| Exercise |
A word-for-word transcript of every entry is required.
Input for this task section start
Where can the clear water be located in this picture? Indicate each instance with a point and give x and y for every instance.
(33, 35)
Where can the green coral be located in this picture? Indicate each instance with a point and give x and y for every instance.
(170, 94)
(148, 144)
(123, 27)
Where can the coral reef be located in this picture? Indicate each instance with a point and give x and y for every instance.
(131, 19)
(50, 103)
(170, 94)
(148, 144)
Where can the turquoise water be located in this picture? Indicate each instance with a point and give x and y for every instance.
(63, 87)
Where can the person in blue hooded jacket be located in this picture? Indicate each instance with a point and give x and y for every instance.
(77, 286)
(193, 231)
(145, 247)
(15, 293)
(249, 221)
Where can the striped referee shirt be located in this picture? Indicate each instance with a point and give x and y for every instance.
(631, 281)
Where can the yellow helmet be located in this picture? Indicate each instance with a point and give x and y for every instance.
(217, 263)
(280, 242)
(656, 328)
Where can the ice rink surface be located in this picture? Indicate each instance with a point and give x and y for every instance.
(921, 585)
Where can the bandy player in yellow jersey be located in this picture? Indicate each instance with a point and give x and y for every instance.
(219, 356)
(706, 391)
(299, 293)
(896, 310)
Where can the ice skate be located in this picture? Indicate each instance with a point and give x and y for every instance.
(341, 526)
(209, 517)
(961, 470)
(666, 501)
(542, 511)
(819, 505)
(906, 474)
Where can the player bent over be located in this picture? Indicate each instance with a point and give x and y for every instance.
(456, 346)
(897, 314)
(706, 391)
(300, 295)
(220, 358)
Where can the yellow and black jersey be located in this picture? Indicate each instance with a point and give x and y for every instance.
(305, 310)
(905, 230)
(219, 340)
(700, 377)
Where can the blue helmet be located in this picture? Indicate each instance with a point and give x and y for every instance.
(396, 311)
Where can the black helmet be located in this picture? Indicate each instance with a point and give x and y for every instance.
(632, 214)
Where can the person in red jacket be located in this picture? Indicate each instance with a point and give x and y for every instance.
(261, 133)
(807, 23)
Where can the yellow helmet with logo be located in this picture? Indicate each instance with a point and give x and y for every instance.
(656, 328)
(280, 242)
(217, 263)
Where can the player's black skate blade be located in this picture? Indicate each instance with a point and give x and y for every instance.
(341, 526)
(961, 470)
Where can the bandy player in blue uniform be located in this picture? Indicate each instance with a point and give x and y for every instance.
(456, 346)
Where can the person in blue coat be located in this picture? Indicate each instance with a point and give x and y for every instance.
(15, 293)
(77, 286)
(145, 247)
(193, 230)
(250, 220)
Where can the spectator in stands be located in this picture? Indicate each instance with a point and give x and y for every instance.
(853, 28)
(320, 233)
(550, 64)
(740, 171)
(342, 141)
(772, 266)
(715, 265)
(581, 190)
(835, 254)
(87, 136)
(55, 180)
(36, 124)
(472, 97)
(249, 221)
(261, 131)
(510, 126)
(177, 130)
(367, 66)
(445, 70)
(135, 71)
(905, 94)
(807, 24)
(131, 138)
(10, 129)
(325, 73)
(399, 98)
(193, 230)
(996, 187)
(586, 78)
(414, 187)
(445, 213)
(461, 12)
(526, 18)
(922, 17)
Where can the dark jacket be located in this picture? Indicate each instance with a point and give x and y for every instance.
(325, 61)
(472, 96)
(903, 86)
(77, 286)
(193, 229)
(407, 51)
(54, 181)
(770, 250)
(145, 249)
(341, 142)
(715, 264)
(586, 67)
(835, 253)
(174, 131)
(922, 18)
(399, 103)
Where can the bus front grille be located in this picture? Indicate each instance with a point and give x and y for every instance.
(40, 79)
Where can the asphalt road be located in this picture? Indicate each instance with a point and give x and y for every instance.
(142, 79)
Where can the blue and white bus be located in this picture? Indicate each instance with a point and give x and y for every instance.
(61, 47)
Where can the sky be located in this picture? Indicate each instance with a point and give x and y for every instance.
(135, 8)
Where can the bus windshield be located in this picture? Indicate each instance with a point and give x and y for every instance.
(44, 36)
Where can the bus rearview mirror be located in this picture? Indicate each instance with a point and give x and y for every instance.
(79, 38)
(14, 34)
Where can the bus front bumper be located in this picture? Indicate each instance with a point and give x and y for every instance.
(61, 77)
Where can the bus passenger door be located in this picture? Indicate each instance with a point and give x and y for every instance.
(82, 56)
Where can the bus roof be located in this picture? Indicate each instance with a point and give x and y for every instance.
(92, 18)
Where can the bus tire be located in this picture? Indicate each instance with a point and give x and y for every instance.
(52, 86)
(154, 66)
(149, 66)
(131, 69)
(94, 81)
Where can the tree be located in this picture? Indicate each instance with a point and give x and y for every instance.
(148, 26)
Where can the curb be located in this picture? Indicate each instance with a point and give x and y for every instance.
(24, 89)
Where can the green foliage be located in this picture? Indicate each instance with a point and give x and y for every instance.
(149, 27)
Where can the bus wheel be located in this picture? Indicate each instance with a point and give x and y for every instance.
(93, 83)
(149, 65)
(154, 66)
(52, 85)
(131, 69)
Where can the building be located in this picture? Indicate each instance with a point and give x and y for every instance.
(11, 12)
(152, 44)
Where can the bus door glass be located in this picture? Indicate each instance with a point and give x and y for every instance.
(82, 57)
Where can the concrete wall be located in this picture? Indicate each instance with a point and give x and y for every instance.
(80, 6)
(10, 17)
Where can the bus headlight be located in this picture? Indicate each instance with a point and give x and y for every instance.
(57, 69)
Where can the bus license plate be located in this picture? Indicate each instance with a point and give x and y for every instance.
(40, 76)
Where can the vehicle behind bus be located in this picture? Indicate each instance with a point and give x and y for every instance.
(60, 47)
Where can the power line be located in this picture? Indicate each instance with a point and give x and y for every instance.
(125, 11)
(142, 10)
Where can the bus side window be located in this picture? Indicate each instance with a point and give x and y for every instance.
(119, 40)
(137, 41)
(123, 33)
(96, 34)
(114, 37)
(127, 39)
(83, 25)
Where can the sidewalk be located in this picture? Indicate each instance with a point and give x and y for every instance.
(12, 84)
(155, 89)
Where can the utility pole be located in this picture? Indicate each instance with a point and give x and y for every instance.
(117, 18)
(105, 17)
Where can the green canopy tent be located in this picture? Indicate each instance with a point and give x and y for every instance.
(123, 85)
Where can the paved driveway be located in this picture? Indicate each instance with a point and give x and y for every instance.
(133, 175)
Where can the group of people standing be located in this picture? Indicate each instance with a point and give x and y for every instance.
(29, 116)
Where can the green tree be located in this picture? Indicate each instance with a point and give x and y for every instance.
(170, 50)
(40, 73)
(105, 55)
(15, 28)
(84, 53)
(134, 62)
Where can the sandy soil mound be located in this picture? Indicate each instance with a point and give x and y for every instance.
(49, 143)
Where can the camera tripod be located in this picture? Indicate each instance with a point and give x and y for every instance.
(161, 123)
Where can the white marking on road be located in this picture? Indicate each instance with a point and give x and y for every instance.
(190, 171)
Input for this task section end
| Response to the task |
Where can the clear water be located in this picture? Indicate each instance with a point and give x and y for every instance.
(33, 35)
Where can the green coral be located in this picture? Indicate each instance with a point and give x and y for every instance.
(170, 94)
(148, 144)
(123, 27)
Where can the coral reef be located in this picture? Indicate each instance with a point and give x and y for every instance.
(131, 19)
(50, 103)
(170, 94)
(148, 144)
Where can the turquoise water be located in this picture? Indicate each instance with a point and give x and y for every instance.
(63, 87)
Where can the person in blue hooded jacket be located in this picture? Indicate each instance with a point and give x and y for every instance.
(77, 286)
(193, 231)
(145, 247)
(15, 293)
(249, 221)
Where can the striped referee shirt be located in this picture? Indicate each instance with a point and give x and y for every instance.
(631, 281)
Where can the yellow helmet be located in this picture? Indicate each instance with a point and give x and y for every instance.
(217, 263)
(280, 242)
(656, 328)
Where can the ice rink surface be located in this picture? Indicate each instance with a point and give x and y for every instance.
(921, 585)
Where can the bandy player in yellow jersey be located in this picture? Indicate each instance with a point and give x and y for every instance.
(219, 356)
(706, 391)
(299, 293)
(896, 310)
Where can the ice skate be located in this picture? Indicate each instance with a point and give x and y for every instance.
(341, 526)
(209, 517)
(961, 470)
(666, 501)
(542, 511)
(819, 505)
(906, 474)
Where can the player bent over be located in this picture? Indicate each instance with a point and give x and y for every instance.
(456, 346)
(897, 314)
(706, 391)
(300, 295)
(220, 358)
Where can the yellow and black jersey be located in this picture? Indicate each instance with a point and give x and y for every instance.
(305, 310)
(905, 230)
(219, 340)
(700, 377)
Where can the blue helmet be located in this picture? Indicate each instance with a point and give x and y for every instance.
(396, 311)
Where can the black helmet be located in this picture? Indicate each instance with a point and give x and y for every instance.
(632, 214)
Where can the person in red jacket be located in this picture? Indicate each instance with a point and give x and y for every instance.
(261, 133)
(807, 23)
Where can the yellow helmet with logo be located in this picture? Indicate each instance with a point and give x and y for every instance.
(656, 328)
(280, 242)
(217, 263)
Where can the player's black skate blade be located in this picture? Indicate each instance with a point and give x and y for every instance.
(341, 526)
(961, 470)
Where can the bandy player in blue uniform be located in this picture? Indicate each instance with a point and give x and y for every instance.
(456, 346)
Where can the person in blue coat be located in this picture? Indicate each instance with a point and give x and y for every instance.
(15, 293)
(77, 286)
(145, 247)
(193, 230)
(250, 220)
Where can the spectator in stands be located in this picture? Indicate each instance with a point and give x and y for every instance.
(853, 28)
(320, 233)
(550, 64)
(740, 171)
(342, 141)
(772, 266)
(715, 265)
(581, 190)
(835, 254)
(87, 136)
(55, 180)
(36, 124)
(472, 97)
(249, 221)
(261, 131)
(510, 126)
(177, 130)
(367, 66)
(445, 70)
(135, 71)
(905, 94)
(807, 24)
(131, 138)
(10, 129)
(325, 73)
(399, 98)
(193, 230)
(996, 187)
(586, 78)
(414, 187)
(445, 213)
(461, 12)
(526, 18)
(922, 17)
Where can the dark jacket be located in this picture? Indicate each instance with a point and give x and y for every instance.
(325, 61)
(472, 96)
(903, 86)
(77, 286)
(193, 229)
(407, 51)
(54, 181)
(770, 250)
(145, 249)
(341, 142)
(715, 264)
(586, 67)
(835, 253)
(174, 131)
(922, 18)
(399, 103)
Where can the bus front grille be located in this picture? Indicate each instance with a point and give x and y for every instance.
(40, 79)
Where can the asphalt road be located in this picture? Indicate each instance with a point and give x and y for every instance.
(142, 79)
Where can the blue and white bus be located in this picture? Indicate each instance with a point and give x and y for every instance.
(61, 47)
Where can the sky be located in this picture? Indicate each instance with a point and give x and y for every instance.
(135, 8)
Where can the bus windshield be located in this picture? Indicate each instance with a point and give x and y for every instance.
(44, 36)
Where can the bus rearview mirror be located in this picture? Indicate each instance with a point and give x and y for every instance.
(79, 38)
(14, 34)
Where can the bus front bumper be located in this picture? Indicate each instance with a point and give x and y for every instance.
(61, 77)
Where can the bus passenger door be located in this picture? Indicate each instance with a point and give x and y for every instance.
(82, 56)
Where can the bus roof be located in this picture? Indicate each instance with a point and give x and y for every instance.
(92, 18)
Where can the bus tire be located in this picture? Indicate each instance with a point and give x and y for every instance.
(52, 86)
(154, 66)
(149, 66)
(131, 69)
(94, 81)
Where can the tree be located in this picture? Indicate each instance with a point and give x and y for every instance.
(148, 26)
Where can the curb be located in this picture? Indicate each instance with a point and give x and y for every instance.
(24, 89)
Where can the green foliage be located in this picture? Indicate each instance with a point and give x and y for every instance.
(149, 27)
Where can the bus wheel be located in this picture? Indicate each instance with a point and give x and y for every instance.
(93, 83)
(149, 65)
(154, 66)
(52, 85)
(131, 69)
Where can the building be located in this picture? Indicate each instance with a point and give x and y for every instance.
(11, 12)
(152, 44)
Where can the bus door glass be located in this picture? Indicate each instance with a point and give x and y for every instance.
(82, 57)
Where can the concrete wall be located in this picture? Indicate each instance with a point and give x and y for every instance.
(80, 6)
(10, 17)
Where can the bus headlight be located in this picture? Indicate each instance with a point and give x and y for every instance.
(57, 69)
Where can the bus license plate be located in this picture? Indicate each instance with a point and give x and y for every instance.
(40, 76)
Where can the vehicle behind bus be located in this picture? Indicate each instance with a point and give x and y for every instance.
(60, 47)
Where can the power line be located in this picture? Indicate each instance with a point and give x and y for every instance.
(125, 11)
(142, 10)
Where can the bus side window be located in this picture? Indicate each instance with a point and give x and y for every instance.
(119, 40)
(137, 41)
(123, 33)
(96, 34)
(114, 37)
(127, 39)
(83, 25)
Where can the sidewalk be located in this picture? Indicate each instance with a point and give x and y for every instance.
(12, 84)
(155, 89)
Where can the utility pole be located in this picture? Indicate each instance with a point and give x and y for every instance.
(117, 18)
(105, 17)
Where can the green canopy tent be located in this picture? Indicate each instance with a point and give x and y for every instance.
(123, 85)
Where can the paved driveway be located in this picture? Indicate each instance with a point and give x and y for every instance.
(133, 175)
Where can the group of people standing be located in this picture? Indicate each instance with a point and give x and y for every instance.
(29, 116)
Where can the green tree be located in this picture? Indicate each instance with a point and give x and y for every instance.
(170, 50)
(40, 73)
(105, 55)
(15, 28)
(84, 53)
(134, 62)
Where can the sandy soil mound be located in this picture? Indicate each instance with a point and give x and y for every instance.
(49, 143)
Where can the camera tripod be located in this picture? Indicate each instance with a point and give x and y for every instance.
(161, 123)
Where can the white marking on road be located in this picture? Indicate each instance with a point and give x and y for every instance.
(190, 171)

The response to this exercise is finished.